Quellenauszug>

════

Entscheidungsstichwort (Thema)

Zulässigkeit und Rechtsfolgen der Kürzung des Urlaubs- und des Urlaubsabgeltungsanspruchs einer in Elternzeit befindlichen Arbeitnehmerin

 

Leitsatz (amtlich)

1. Der Urlaubsanspruch einer in Elternzeit befindlichen Arbeitnehmerin kann auch noch nach dem Ende der Elternzeit gem. § 17 Abs 1 Satz 1 BEEG durch einseitige Erklärung des Arbeitgebers gekürzt werden.

2. Der Urlaubsabgeltungsanspruch einer zuletzt in Elternzeit befindlichen Arbeitnehmerin kann auch noch durch eine nach der Beendigung des Arbeitsverhältnisses abgegebene Erklärung des Arbeitgebers gem. § 17 Abs 1 Satz 1 BEEG gekürzt werden.

3. Die Kürzungserklärung des Arbeitgebers gem. § 17 Abs 1 Satz 1 BEEG wirkt ex tunc, d.h., rückbezogen auf den Zeitpunkt der Entstehung des Urlaubsanspruchs. Sie hat zur Folge, dass der Urlaubs und damit auch der Urlaubsabgeltungsanspruch so zu behandeln ist, als sei er in Höhe der Kürzung nie entstanden.

════

Kurze Aufgabe 1> Kürze im Text zur Urlaubskürzung bei Elternzeit den Absatz, der mit „3. Die Kürzungserklärung“ beginnt, und behalte dabei seine wesentlichen Aussagen bei.
Kurze Aufgabe 2> Tausche im Text zur Urlaubskürzung bei Elternzeit „Arbeitgebers“ gegen „Unternehmens“ aus und gib dabei den Abschnitt wieder, der bei „2. Der Urlaubsabgeltungsanspruch“ beginnt und bei „Kürzung nie entstanden.“ endet.
Kurze Aufgabe 3> Führe den Text zur Urlaubskürzung bei Elternzeit im Anschluss an seinen letzten Satz weiter.

Bereitgestelltes Material>
════

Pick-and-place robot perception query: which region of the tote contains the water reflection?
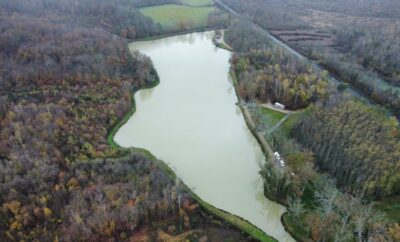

════

Ergebnis der Aufgabe 1> Die Kürzungserklärung des Arbeitgebers nach § 17 Abs 1 Satz 1 BEEG wirkt rückwirkend auf den Zeitpunkt, zu dem der Urlaubsanspruch entstanden ist. Urlaubs- und Urlaubsabgeltungsanspruch gelten in Höhe der Kürzung als nie entstanden.

Ergebnis der Aufgabe 2>
2. Der Urlaubsabgeltungsanspruch einer zuletzt in Elternzeit befindlichen Arbeitnehmerin kann auch noch durch eine nach der Beendigung des Arbeitsverhältnisses abgegebene Erklärung des Unternehmens gem. § 17 Abs 1 Satz 1 BEEG gekürzt werden.

3. Die Kürzungserklärung des Unternehmens gem. § 17 Abs 1 Satz 1 BEEG wirkt ex tunc, d.h., rückbezogen auf den Zeitpunkt der Entstehung des Urlaubsanspruchs. Sie hat zur Folge, dass der Urlaubs und damit auch der Urlaubsabgeltungsanspruch so zu behandeln ist, als sei er in Höhe der Kürzung nie entstanden.

Ergebnis der Aufgabe 3>
4. Die vorliegend vertretene Auslegung von § 17 Abs 1 Satz 1 BEEG ist unionsrechtskonform. Sie verstößt weder gegen Art 5 Nr 2 der Richtlinie 2010/18/EU noch gegen Art 7 der Richtlinie 2003/88/EG.

 

Normenkette

EGRL 88/2003 Art. 7; EURL 18/2010 Art. 5 Nr. 2; BEEG §§ 17, 17 Abs. 1 S. 1, Abs. 2-4

 

Verfahrensgang

ArbG Wilhelmshaven (Entscheidung vom 26.02.2014; Aktenzeichen 2 Ca 444/13)

 

Tenor

Die Berufung der Klägerin gegen das Urteil des Arbeitsgerichts Wilhelmshaven vom 26. Februar 2014 - 2 Ca 444/13 - wird auf ihre Kosten zurückgewiesen.

Die Revision wird zugelassen.

 

Tatbestand

Die Parteien streiten über die Kürzung eines Urlaubs- bzw. Urlaubsabgeltungsanspruchs, den die Klägerin für Zeiträume ihrer Elternzeit erworben haben will.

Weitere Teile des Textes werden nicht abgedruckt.